Разумеется, бывают и более тонкие искушения, которые затрагивают гордость, зависть, например, особенно высокомерие. Святитель Григорий Палама говорит, что высокомерие – это единственный помысл, который если нападет на тебя, то ты уже пал. То есть ты не можешь успеть противостать ему. Поэтому надо быть заранее готовым, когда он на тебя еще не напал. А если начнешь диалог в тот момент, когда гордость и высокомерие нападут на тебя, ты уже пал, ты не можешь дать им отпор вовремя. Понимаете?

Или зависть. Всё это растаптывает воображаемую картину «я», наше ложное «я». Но, конечно, есть люди, которые зарываются в окопах своего воображаемого «я» и поэтому всю жизнь проводят в таком состоянии. Всю жизнь замкнуты в этом само-идоле, как говорит святой Андрей Критский: «Я стал идолом и богом самому себе»[1], – то есть произошло самообожествление человека, которое сегодня считается чем-то значимым и хорошим.

* Задание A *
Ответьте на вопросы по тексту для чтения:
(i) Какой помысл святитель Григорий Палама называет единственным, при нападении которого ты уже пал?
(ii) Чьи слова «Я стал идолом и богом самому себе» приводятся в тексте?
(iii) Чем сегодня считается самообожествление человека?
* Задание B *
Пожалуйста, выпишите каждую строку, в которой встречается слово «light», с учётом регистра.
Текст для чтения и строки между собой никак не связаны.

* Исходные данные *
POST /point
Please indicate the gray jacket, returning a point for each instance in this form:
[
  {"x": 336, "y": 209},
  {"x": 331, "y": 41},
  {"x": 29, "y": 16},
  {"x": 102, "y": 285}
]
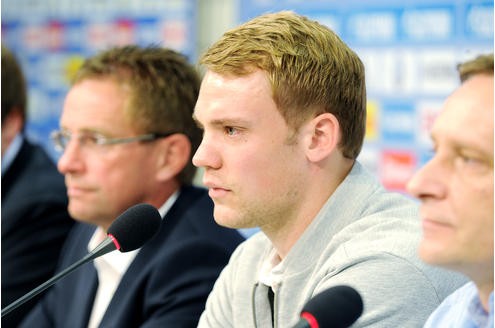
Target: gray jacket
[{"x": 364, "y": 237}]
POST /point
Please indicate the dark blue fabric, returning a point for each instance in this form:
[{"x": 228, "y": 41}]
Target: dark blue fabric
[
  {"x": 165, "y": 286},
  {"x": 35, "y": 223}
]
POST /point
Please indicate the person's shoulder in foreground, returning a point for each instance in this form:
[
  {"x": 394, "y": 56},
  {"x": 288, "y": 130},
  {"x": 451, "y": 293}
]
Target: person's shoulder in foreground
[
  {"x": 283, "y": 109},
  {"x": 456, "y": 191},
  {"x": 127, "y": 137},
  {"x": 35, "y": 220}
]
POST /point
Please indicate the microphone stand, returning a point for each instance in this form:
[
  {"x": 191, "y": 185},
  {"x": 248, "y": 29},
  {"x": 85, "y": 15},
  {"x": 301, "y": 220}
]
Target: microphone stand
[{"x": 104, "y": 247}]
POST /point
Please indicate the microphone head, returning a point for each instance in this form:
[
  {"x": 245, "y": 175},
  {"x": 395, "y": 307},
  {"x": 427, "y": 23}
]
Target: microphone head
[
  {"x": 336, "y": 307},
  {"x": 135, "y": 226}
]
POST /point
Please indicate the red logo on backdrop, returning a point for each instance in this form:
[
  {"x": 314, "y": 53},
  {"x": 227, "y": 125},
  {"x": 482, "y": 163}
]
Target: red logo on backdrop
[{"x": 396, "y": 168}]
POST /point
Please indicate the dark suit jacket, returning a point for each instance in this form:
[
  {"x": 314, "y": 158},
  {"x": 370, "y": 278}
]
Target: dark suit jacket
[
  {"x": 165, "y": 286},
  {"x": 35, "y": 224}
]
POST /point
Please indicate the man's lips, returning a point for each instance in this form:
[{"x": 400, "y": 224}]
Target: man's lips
[
  {"x": 74, "y": 191},
  {"x": 432, "y": 225},
  {"x": 215, "y": 190}
]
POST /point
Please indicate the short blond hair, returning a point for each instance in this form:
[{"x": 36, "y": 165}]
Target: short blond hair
[{"x": 310, "y": 69}]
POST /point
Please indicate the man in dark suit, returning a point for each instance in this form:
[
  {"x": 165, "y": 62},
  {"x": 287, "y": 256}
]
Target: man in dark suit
[
  {"x": 128, "y": 136},
  {"x": 35, "y": 221}
]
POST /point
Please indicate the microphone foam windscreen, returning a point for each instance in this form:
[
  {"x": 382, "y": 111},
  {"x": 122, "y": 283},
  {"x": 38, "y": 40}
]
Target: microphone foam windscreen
[
  {"x": 335, "y": 307},
  {"x": 135, "y": 226}
]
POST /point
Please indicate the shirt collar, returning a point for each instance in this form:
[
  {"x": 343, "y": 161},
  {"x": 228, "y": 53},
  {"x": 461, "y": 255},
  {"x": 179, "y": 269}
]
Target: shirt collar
[{"x": 119, "y": 261}]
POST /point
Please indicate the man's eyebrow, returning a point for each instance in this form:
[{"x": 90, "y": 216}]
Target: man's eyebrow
[
  {"x": 198, "y": 123},
  {"x": 221, "y": 122}
]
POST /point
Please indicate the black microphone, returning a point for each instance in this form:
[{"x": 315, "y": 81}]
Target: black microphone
[
  {"x": 128, "y": 232},
  {"x": 336, "y": 307}
]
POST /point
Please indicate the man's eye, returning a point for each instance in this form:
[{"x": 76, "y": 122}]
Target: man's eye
[
  {"x": 230, "y": 130},
  {"x": 91, "y": 140}
]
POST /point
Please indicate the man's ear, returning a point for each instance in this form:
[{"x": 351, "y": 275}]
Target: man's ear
[
  {"x": 174, "y": 156},
  {"x": 325, "y": 136},
  {"x": 11, "y": 126}
]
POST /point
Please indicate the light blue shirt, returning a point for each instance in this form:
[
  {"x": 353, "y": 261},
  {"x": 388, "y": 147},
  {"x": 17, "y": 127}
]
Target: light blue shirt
[{"x": 462, "y": 309}]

* Результат A *
(i) Высокомерие.
(ii) Святого Андрея Критского.
(iii) Чем-то значимым и хорошим.

* Результат B *
Please indicate the light blue shirt, returning a point for each instance in this form:
Target: light blue shirt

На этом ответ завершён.